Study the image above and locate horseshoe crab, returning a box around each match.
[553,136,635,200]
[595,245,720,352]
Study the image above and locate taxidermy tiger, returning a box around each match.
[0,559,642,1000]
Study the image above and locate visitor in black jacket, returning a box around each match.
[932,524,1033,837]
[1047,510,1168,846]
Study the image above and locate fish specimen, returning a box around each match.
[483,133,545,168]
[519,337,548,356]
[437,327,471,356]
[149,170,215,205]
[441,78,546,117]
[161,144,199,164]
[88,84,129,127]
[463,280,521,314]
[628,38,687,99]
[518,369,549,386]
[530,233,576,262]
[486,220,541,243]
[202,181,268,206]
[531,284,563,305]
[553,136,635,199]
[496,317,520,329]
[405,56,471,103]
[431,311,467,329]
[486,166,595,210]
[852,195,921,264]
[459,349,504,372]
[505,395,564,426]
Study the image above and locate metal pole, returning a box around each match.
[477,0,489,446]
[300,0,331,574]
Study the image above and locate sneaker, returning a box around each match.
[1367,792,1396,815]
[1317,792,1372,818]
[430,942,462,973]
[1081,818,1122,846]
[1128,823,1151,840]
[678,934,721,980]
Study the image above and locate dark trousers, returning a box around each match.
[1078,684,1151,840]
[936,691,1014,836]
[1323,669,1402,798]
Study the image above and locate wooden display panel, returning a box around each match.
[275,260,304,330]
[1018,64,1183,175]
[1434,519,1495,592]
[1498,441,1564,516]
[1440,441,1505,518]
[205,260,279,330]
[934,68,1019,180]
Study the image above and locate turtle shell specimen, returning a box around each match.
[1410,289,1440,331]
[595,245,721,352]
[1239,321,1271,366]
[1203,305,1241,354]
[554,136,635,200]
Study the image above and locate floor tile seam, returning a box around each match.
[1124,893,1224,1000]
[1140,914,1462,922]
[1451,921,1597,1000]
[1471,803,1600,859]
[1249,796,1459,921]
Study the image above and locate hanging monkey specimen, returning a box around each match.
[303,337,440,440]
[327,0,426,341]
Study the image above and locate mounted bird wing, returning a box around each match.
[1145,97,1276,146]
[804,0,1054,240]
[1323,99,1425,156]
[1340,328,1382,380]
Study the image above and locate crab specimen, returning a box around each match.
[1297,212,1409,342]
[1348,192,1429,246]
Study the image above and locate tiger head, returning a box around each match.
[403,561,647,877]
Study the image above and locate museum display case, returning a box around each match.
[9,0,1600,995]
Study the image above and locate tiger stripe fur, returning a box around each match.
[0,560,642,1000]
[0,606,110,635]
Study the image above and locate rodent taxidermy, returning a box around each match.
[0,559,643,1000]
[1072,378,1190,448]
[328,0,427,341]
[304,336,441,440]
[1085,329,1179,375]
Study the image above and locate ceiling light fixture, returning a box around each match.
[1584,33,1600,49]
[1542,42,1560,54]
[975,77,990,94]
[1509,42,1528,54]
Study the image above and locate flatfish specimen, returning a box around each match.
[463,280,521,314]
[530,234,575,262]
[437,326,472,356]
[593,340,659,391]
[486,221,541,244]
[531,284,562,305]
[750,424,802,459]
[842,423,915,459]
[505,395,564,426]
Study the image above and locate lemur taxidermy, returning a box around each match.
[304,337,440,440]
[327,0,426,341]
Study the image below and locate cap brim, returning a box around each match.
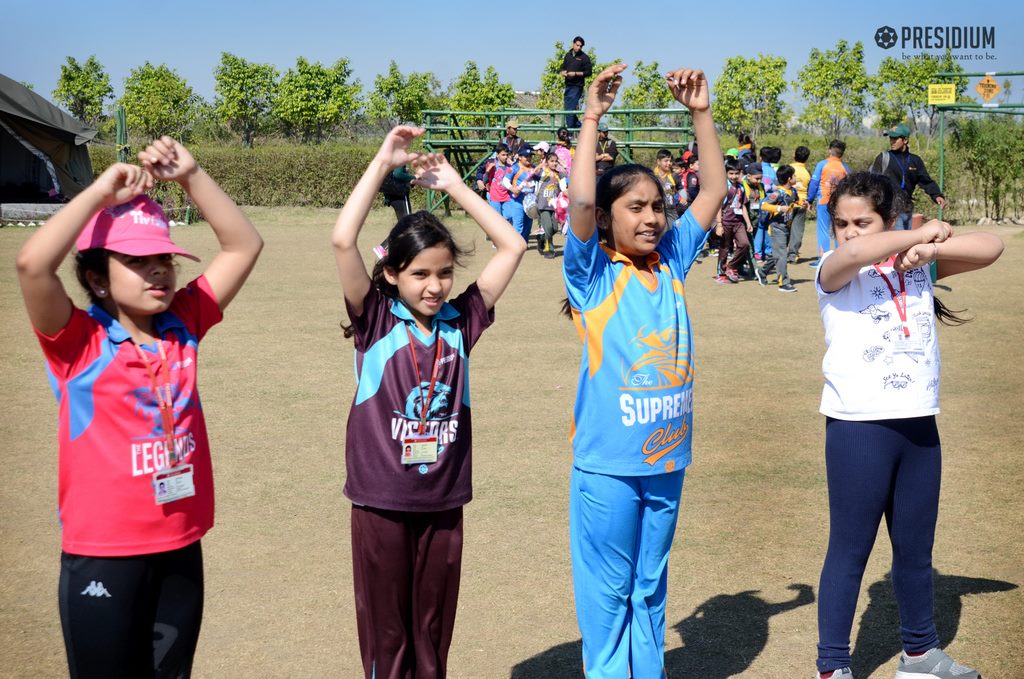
...
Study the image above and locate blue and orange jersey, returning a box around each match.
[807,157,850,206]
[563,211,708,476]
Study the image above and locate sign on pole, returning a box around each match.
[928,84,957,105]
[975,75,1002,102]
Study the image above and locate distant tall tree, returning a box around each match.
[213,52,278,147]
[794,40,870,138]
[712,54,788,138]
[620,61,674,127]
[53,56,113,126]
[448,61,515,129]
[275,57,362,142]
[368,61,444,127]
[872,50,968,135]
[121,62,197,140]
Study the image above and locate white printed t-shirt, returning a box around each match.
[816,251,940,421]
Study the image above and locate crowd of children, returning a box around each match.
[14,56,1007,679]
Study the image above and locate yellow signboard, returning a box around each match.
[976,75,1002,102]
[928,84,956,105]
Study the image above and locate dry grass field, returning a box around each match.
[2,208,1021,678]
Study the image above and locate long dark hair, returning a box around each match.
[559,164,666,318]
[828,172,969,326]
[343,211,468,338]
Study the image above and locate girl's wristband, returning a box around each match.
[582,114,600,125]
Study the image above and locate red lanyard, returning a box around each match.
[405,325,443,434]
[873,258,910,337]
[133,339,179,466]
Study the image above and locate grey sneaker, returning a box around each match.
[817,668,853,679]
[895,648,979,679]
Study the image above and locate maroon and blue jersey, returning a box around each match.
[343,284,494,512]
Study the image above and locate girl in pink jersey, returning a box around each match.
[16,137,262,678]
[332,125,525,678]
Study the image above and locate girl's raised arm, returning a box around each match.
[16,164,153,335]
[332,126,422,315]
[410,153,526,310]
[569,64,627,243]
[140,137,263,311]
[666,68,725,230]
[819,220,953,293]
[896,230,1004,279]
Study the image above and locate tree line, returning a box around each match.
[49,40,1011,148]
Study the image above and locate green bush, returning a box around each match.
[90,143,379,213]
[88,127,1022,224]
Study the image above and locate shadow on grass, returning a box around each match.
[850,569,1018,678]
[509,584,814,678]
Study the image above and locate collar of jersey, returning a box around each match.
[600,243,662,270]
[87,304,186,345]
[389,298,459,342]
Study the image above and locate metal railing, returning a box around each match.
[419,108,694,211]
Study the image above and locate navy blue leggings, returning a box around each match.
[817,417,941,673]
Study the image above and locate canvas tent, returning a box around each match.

> **What to work on**
The expected answer is an exact copy of the lines above, beginning at the line with "Study the image above and locate red" and ending at the line with "Study the image above and locate canvas", with both ends in.

> **Output of the task**
Study the image above and locate red lanyard, returning a box around each match.
[405,325,443,434]
[873,258,910,337]
[133,339,179,466]
Study the image above and locate grey sneaker, returning a box around each match.
[817,668,853,679]
[895,648,979,679]
Study the image above and locate maroon and blue jersey, returning a box around each match.
[343,284,494,512]
Study the image above and locate girl in pink jersey, returning a box around each match.
[16,137,262,678]
[332,125,525,678]
Study the image above and locate girl's raised arm, returning a box around each match.
[16,164,153,335]
[332,126,422,315]
[410,153,526,310]
[569,64,627,243]
[140,137,263,311]
[666,68,725,230]
[819,220,953,293]
[896,230,1004,279]
Study the image above and locate tree line, returning a box around each match.
[49,40,1011,148]
Study the image above and locate green bush, returning a box around each match.
[90,143,379,213]
[88,127,1022,224]
Study the image above and locate shadow on grass, returning a box around each match.
[850,569,1018,678]
[509,584,814,678]
Study the image above and locate collar of jersey, returning a box around each match.
[600,243,662,270]
[87,304,186,345]
[389,298,459,342]
Study the image above and locate metal railing, returning a box around each match.
[419,108,694,211]
Study the image above and locate navy blue leggings, returning a box around each match.
[817,417,941,673]
Study the image above and locate canvas tent, returning a box around each match.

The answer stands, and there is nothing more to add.